What to produce: Write only the number of lines in the records beneath that hold "coordinates".

------------------------------------

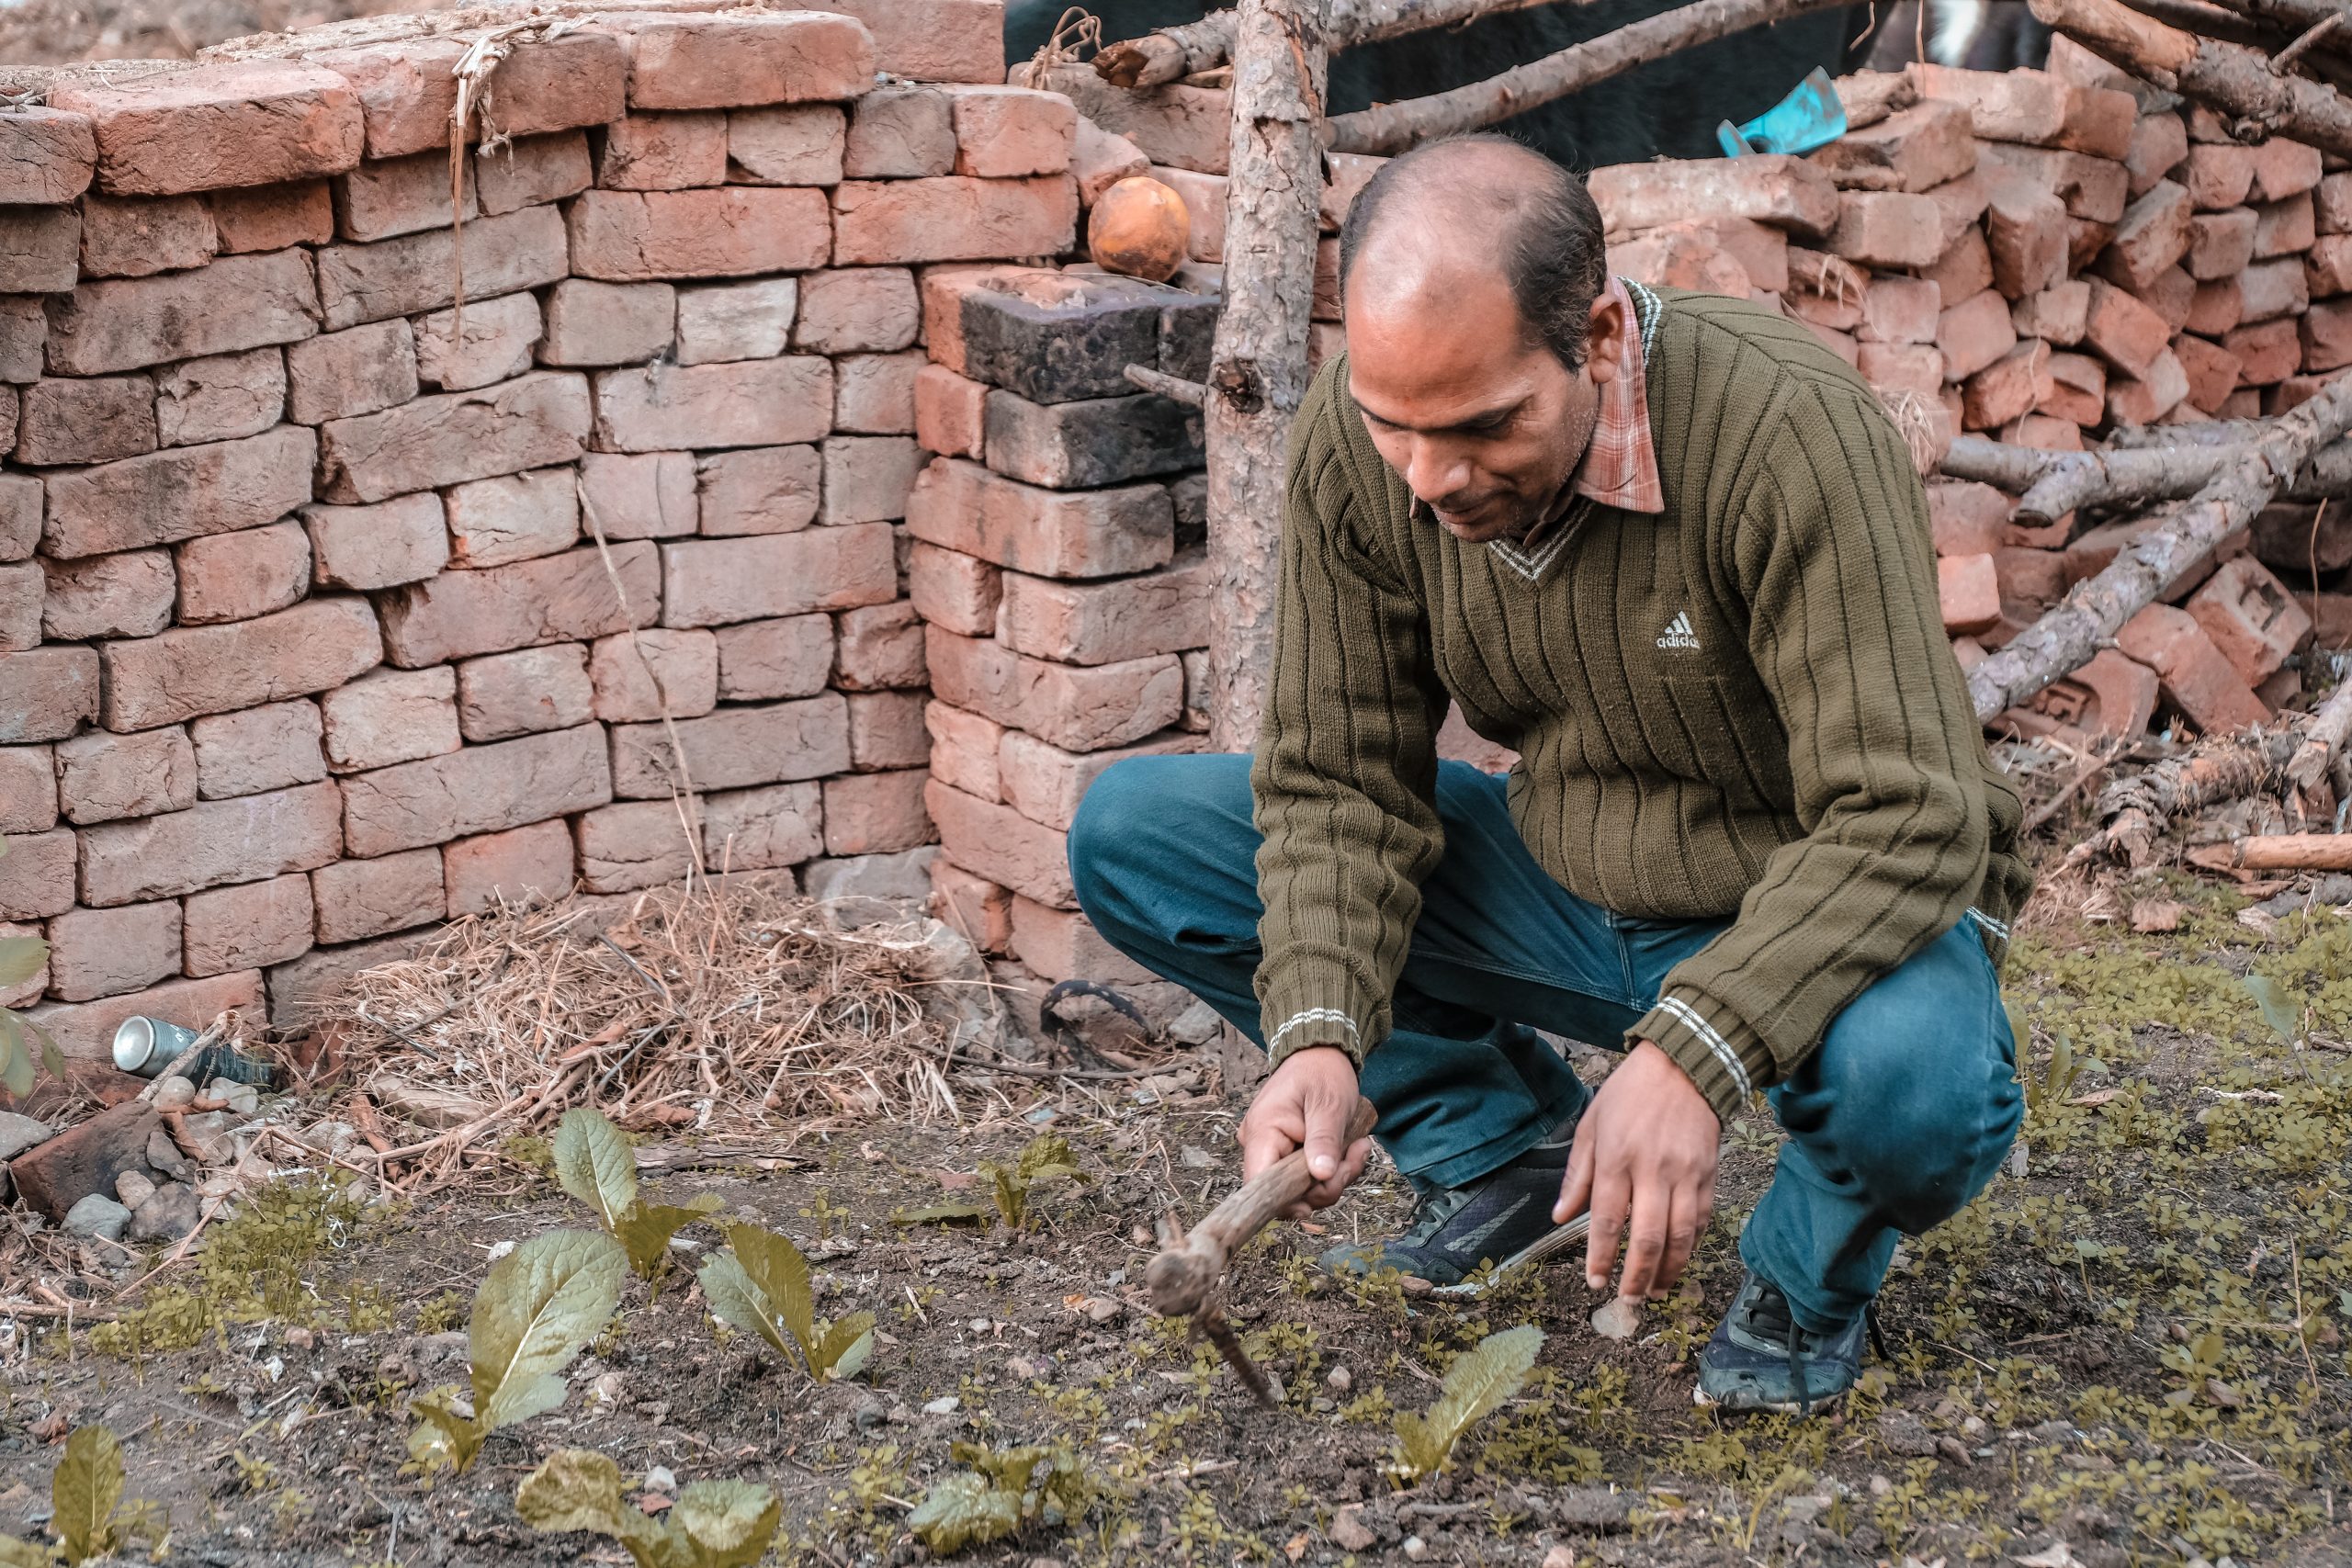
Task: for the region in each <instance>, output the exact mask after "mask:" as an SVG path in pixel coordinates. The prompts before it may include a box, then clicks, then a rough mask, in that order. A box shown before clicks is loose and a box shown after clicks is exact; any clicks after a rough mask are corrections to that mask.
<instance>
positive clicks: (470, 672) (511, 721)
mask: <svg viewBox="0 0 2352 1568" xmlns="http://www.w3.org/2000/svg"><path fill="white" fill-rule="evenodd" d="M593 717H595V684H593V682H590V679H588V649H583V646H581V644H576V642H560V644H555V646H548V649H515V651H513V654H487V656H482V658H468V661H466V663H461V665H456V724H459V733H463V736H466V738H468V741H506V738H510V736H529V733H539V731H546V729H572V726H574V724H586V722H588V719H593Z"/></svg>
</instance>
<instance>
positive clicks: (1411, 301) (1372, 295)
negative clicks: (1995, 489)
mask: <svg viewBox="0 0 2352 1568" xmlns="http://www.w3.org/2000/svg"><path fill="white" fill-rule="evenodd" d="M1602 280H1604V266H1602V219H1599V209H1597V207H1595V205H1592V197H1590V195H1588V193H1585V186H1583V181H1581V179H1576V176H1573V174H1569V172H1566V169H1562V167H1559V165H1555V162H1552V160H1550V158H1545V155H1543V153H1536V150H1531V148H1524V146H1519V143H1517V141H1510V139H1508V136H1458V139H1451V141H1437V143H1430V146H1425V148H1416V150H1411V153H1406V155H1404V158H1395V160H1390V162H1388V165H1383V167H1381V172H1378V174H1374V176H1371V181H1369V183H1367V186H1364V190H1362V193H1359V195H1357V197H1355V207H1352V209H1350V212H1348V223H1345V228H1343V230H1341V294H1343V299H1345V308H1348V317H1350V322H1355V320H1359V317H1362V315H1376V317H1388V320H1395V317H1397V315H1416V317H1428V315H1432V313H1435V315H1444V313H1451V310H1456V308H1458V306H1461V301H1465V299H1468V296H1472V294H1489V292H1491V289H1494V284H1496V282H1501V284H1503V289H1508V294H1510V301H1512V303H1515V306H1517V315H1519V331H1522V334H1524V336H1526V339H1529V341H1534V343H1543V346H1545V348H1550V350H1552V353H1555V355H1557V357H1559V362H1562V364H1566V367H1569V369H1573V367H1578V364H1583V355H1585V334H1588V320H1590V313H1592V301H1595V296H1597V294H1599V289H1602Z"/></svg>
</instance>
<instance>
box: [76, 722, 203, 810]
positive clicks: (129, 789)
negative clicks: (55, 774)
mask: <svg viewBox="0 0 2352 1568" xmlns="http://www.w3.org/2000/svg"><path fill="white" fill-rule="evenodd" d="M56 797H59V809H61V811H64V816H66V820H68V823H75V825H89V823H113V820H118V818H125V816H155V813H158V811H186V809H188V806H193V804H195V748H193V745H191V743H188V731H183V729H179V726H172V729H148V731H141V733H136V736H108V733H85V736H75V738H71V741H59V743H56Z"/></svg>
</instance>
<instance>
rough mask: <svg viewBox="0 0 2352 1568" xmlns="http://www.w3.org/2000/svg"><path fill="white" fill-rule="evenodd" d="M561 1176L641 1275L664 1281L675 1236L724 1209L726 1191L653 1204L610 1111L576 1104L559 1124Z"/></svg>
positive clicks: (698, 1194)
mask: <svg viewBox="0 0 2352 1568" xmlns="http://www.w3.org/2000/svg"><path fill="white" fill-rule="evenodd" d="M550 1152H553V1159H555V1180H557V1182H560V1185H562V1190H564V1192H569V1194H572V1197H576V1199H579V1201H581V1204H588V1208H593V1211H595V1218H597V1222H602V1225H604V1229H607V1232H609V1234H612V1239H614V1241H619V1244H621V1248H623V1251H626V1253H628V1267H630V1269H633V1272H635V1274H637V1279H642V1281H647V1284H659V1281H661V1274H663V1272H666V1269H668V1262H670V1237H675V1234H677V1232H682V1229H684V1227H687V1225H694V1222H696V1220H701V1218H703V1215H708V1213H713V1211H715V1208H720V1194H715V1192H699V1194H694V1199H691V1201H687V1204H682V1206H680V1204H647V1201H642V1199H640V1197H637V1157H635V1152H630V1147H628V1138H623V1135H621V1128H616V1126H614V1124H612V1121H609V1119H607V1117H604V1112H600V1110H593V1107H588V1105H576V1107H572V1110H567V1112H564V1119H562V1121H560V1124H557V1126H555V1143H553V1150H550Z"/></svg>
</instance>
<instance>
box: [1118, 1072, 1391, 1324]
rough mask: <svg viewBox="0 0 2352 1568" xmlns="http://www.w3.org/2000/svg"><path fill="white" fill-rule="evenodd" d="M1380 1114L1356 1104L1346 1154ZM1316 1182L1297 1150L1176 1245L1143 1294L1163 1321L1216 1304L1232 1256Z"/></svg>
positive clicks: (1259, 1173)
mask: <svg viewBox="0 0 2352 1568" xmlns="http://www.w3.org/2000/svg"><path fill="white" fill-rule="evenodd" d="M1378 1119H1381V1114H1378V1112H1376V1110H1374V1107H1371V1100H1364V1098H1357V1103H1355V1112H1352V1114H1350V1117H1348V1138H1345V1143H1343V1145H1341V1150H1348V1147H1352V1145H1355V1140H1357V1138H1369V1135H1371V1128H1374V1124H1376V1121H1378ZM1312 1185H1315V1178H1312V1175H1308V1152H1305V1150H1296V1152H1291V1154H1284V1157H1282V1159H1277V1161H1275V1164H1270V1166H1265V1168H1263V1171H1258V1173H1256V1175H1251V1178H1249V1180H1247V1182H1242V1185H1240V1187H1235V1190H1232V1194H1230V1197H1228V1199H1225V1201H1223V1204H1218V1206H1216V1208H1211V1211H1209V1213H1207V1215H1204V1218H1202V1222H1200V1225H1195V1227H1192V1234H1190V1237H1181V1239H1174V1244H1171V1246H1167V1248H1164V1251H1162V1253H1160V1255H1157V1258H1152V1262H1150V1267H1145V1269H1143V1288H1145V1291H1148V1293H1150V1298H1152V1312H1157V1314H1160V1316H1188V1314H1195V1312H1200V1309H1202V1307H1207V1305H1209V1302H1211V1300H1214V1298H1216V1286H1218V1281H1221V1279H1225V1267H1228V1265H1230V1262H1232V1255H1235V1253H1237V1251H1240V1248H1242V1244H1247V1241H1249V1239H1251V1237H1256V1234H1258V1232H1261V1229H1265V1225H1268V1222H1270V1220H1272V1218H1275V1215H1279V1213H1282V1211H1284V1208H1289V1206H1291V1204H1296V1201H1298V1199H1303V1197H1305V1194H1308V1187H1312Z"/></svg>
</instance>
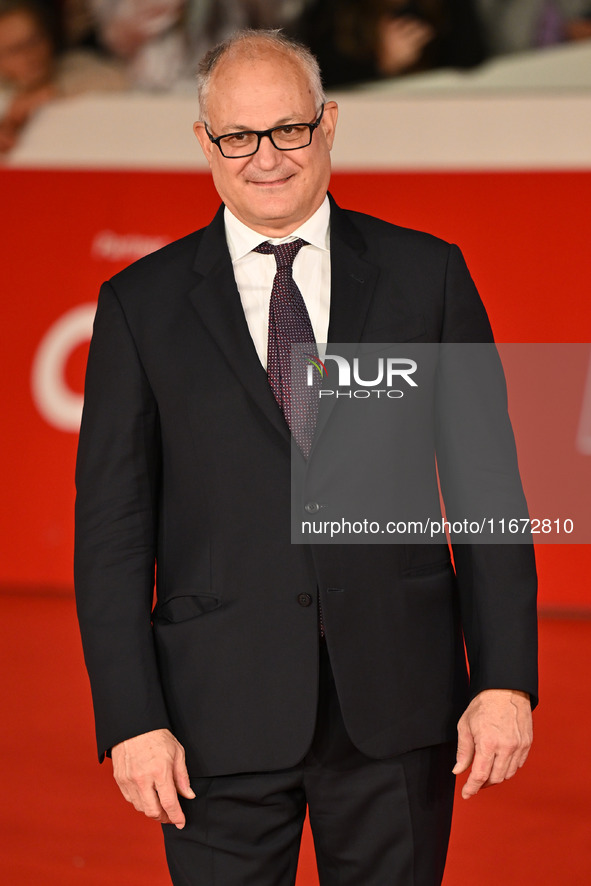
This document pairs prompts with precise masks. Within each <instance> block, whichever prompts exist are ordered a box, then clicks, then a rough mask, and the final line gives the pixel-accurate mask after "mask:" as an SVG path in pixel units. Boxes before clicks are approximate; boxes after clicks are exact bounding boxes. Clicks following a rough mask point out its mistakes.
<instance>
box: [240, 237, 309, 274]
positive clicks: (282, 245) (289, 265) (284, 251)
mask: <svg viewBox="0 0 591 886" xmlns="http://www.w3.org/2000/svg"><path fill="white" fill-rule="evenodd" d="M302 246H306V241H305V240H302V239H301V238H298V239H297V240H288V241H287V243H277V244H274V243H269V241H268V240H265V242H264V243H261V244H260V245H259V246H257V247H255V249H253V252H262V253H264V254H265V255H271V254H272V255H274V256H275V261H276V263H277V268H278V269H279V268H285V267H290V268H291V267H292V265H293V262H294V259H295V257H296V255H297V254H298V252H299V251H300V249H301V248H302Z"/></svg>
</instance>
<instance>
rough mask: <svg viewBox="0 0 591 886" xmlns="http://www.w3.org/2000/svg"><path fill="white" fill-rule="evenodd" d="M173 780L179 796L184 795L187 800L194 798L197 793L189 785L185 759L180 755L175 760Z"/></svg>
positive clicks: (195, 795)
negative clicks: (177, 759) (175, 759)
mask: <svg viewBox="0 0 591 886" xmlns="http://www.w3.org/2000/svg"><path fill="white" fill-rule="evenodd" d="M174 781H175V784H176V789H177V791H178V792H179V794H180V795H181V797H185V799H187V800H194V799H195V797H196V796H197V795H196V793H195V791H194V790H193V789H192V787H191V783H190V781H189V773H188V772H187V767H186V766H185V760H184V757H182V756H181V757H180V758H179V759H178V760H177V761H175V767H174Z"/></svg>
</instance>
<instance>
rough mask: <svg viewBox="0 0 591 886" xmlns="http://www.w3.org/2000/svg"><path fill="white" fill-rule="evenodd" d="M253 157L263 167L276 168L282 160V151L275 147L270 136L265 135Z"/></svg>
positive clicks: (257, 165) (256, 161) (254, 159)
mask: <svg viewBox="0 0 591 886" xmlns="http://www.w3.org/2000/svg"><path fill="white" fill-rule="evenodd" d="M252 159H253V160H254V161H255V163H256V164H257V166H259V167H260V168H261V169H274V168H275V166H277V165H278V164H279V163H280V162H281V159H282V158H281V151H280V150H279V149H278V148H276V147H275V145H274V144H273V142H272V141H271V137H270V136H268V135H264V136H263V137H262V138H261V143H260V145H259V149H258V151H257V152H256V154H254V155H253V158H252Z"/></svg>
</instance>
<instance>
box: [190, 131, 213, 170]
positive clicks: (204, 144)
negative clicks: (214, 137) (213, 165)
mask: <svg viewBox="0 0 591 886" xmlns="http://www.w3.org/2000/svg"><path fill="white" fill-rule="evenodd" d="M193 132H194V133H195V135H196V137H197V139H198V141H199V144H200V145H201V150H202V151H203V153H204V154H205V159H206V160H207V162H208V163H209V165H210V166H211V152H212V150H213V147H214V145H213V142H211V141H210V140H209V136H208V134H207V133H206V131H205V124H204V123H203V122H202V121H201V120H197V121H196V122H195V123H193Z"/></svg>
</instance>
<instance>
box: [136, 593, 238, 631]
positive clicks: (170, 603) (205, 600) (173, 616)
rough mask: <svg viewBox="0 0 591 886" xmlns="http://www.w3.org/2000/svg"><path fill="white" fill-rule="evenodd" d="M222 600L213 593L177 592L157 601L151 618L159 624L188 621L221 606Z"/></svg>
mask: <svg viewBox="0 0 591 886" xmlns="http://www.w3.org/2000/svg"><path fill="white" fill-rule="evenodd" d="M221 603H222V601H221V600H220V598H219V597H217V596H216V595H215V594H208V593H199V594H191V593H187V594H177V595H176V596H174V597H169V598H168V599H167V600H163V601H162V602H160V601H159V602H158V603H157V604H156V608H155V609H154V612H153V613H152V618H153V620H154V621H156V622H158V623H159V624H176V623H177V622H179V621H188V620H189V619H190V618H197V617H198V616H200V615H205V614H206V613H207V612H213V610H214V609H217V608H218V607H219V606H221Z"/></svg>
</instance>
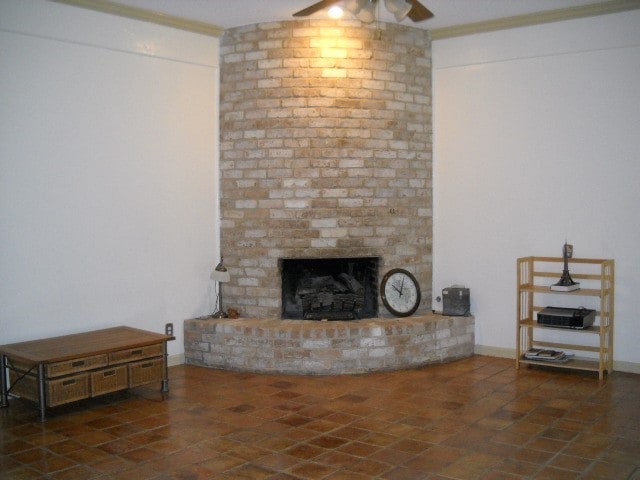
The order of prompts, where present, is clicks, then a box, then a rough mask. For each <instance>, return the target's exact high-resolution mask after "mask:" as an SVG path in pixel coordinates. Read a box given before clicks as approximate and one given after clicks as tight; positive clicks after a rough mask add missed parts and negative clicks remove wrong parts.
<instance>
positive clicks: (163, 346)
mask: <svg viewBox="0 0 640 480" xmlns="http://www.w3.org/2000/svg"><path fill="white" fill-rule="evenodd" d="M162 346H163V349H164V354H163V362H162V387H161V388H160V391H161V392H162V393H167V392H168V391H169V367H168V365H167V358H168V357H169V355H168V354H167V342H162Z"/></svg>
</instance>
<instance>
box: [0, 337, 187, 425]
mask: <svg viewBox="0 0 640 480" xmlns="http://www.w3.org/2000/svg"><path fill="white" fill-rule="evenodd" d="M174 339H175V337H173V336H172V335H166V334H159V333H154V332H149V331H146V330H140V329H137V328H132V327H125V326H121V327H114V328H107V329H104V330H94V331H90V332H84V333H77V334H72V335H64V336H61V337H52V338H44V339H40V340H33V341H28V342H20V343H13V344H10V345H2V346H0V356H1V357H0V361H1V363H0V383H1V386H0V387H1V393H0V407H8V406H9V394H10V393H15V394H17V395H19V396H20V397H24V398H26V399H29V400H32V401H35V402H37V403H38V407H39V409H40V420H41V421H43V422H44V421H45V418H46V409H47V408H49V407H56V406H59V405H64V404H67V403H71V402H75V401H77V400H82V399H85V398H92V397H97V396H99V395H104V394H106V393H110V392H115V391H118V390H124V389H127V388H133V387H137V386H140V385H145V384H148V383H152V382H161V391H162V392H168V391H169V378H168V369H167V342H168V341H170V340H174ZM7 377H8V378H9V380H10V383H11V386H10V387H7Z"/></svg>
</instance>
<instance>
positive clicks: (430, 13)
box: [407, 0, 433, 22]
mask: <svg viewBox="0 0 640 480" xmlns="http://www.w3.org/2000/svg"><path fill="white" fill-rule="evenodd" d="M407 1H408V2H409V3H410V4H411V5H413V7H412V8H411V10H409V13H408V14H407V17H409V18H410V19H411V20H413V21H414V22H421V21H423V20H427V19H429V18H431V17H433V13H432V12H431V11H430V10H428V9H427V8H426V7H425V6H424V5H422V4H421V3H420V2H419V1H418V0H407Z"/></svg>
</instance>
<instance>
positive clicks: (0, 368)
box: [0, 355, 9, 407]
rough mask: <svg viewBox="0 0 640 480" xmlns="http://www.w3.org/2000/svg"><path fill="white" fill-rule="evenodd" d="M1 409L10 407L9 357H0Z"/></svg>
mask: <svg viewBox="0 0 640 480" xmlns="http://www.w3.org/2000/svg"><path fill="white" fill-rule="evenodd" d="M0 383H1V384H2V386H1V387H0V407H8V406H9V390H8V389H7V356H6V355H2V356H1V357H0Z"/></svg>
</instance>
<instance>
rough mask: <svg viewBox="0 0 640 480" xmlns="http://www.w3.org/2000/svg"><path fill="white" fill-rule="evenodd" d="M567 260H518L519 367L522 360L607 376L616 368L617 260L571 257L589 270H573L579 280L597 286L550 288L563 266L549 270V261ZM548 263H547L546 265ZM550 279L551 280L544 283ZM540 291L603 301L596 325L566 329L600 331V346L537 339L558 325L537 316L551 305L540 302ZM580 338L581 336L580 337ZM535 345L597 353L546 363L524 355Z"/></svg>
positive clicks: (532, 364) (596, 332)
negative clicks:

------------------------------------

Answer area: 2